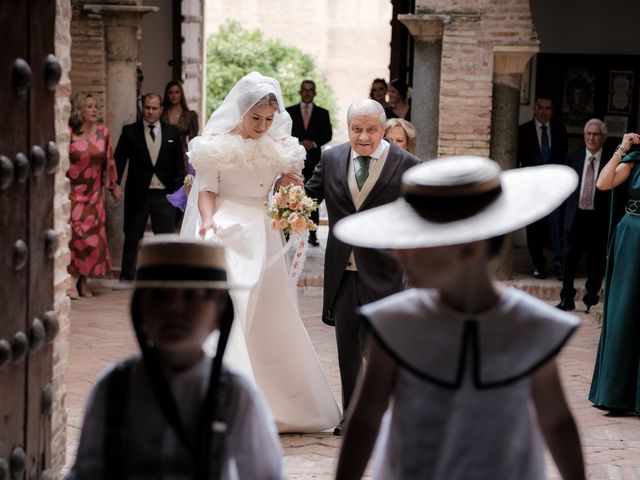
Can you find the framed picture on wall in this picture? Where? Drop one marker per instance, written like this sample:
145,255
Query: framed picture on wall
578,97
620,91
617,125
* * * * *
[What the exercise asks]: Copy the entries above word for word, leaving out the pictures.

[Output below]:
Can you find the framed picture on wall in this picture? Where? Drop one marker per instance, written like this sample:
145,255
Query: framed picture on wall
578,97
620,91
617,125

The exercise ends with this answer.